* _WORK TO DO_:
Take the data that follows and retype it word for word.
— begin INFORMATION SHOWN —
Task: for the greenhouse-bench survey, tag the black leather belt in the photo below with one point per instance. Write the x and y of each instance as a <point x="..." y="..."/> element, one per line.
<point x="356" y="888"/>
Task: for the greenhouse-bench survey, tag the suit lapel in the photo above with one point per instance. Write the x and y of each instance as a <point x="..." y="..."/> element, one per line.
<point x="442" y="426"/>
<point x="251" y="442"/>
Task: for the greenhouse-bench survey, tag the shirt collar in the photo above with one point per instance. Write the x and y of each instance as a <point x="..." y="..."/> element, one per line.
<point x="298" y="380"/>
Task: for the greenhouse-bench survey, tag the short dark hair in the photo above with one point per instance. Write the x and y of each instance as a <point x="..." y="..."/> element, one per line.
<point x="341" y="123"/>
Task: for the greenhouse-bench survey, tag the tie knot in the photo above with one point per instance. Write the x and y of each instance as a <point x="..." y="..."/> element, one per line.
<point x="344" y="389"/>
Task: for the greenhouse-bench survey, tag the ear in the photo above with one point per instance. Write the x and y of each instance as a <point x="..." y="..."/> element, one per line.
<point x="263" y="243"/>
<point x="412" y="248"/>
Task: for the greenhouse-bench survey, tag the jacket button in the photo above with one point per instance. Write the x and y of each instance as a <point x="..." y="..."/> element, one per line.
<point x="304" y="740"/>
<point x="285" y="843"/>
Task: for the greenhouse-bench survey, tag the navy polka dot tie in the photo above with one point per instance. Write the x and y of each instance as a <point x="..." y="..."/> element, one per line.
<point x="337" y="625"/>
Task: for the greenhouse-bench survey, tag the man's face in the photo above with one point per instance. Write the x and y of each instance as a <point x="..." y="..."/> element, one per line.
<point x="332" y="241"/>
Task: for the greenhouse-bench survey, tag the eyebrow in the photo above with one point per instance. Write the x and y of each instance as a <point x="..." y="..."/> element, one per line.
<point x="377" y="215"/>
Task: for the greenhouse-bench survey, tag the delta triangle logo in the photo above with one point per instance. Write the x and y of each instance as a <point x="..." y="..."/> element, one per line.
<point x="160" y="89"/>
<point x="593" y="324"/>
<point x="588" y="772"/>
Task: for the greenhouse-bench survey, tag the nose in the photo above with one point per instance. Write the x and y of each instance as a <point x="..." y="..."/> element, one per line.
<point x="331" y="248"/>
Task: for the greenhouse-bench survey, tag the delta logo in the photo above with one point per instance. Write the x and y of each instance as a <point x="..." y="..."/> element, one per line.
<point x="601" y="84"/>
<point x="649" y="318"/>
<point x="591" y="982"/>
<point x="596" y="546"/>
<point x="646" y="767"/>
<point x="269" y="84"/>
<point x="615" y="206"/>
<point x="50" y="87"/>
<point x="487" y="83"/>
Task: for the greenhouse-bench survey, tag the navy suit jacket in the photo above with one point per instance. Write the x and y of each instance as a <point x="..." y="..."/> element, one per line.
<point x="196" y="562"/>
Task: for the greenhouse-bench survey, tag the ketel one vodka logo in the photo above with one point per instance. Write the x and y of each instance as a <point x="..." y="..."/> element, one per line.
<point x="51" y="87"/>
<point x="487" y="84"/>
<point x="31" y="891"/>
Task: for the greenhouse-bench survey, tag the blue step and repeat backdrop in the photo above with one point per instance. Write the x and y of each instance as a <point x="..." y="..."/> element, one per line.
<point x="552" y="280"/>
— end INFORMATION SHOWN —
* _CORRECT RESULT_:
Task: for the greenhouse-bench survey, tag the black leather belt in the photo below with one point per instance. Write the x and y of each instance as a <point x="..." y="..."/> element, one per line.
<point x="356" y="888"/>
Task: for the greenhouse-bench survey, tag the suit lapel in the photo above with one point per instance. Write the x and y of each instance as a <point x="..." y="..."/> element, one per line.
<point x="442" y="426"/>
<point x="251" y="442"/>
Task: for the greenhouse-bench survey, tag the shirt collar in the photo above with one point per instance. Write the x and y of each instance as a <point x="..." y="..."/> element, one per line.
<point x="298" y="380"/>
Task: for the greenhouse-bench survey, tag the short dark hair in the photo above with one point per instance. Write the x and y of each instance as a <point x="..." y="..."/> element, one per line.
<point x="341" y="123"/>
Task: for the greenhouse-bench survey, tag the tie knot in the photo above with one point per instance. Write the x and y of each instance as a <point x="..." y="..."/> element, one per line.
<point x="344" y="389"/>
Task: for the greenhouse-bench survey, tag the ear in the photo above with one point per instance. Write the x and y of each instance as a <point x="..." y="..."/> element, one per line.
<point x="263" y="243"/>
<point x="412" y="248"/>
Task: for the greenhouse-bench survey, tag the jacket button in the photo above with one point per instance. Write the x and y of each instance as a <point x="..." y="..."/> element, one per line.
<point x="304" y="740"/>
<point x="285" y="843"/>
Task: for the greenhouse-bench survey, tag the navy polka dot tie in the photo above with one point per instance. Write the x and y of each instance as a <point x="..." y="..."/> element, one per line.
<point x="337" y="625"/>
Task: for the greenhouse-bench survey, tag the man's face in the photo above with one point per instance. Write the x and y of each instance as a <point x="..." y="..."/> element, one per line.
<point x="332" y="241"/>
Task: for the greenhouse-bench survey, tag the eyebrow in the photo above with one point per instance. Write the x and y of each instance as a <point x="..." y="..."/> element, one per line.
<point x="377" y="215"/>
Task: for the greenhouse-bench survey, tag the delta triangle logo in the photo above with one point per instance. Write the x and y of each instance as a <point x="..." y="..."/> element, one per line.
<point x="160" y="89"/>
<point x="593" y="324"/>
<point x="588" y="772"/>
Task: for the greenhouse-bench survey, tag the nose in the photo above with one point per instance. Write the x and y of each instance as a <point x="..." y="..."/> element, one per line.
<point x="331" y="248"/>
Task: for the greenhouse-bench survey, tag the delta logo in the photo above with one point per instance. Write the x and y of each instance as a <point x="..." y="..."/> element, one per line.
<point x="601" y="84"/>
<point x="649" y="318"/>
<point x="591" y="982"/>
<point x="596" y="546"/>
<point x="646" y="767"/>
<point x="269" y="84"/>
<point x="615" y="206"/>
<point x="50" y="87"/>
<point x="487" y="83"/>
Task: for the greenhouse-bench survey, tag the navy suit jacket in the photo above with one point per instance. Write the x and y of each instance as a <point x="..." y="..."/> element, one per line.
<point x="196" y="562"/>
Task: for the greenhouse-bench survey, tag the ketel one vodka logo in the photo above with one point per instance. Write the x and y of each instance as a <point x="..." y="..."/> element, one per line.
<point x="51" y="87"/>
<point x="487" y="84"/>
<point x="31" y="891"/>
Task: for the greenhouse-bench survey, tag the blue step and repeat backdrop in the photo above with one point per instance. Write the x and y of each instance as a <point x="..." y="..."/> element, one per line.
<point x="552" y="280"/>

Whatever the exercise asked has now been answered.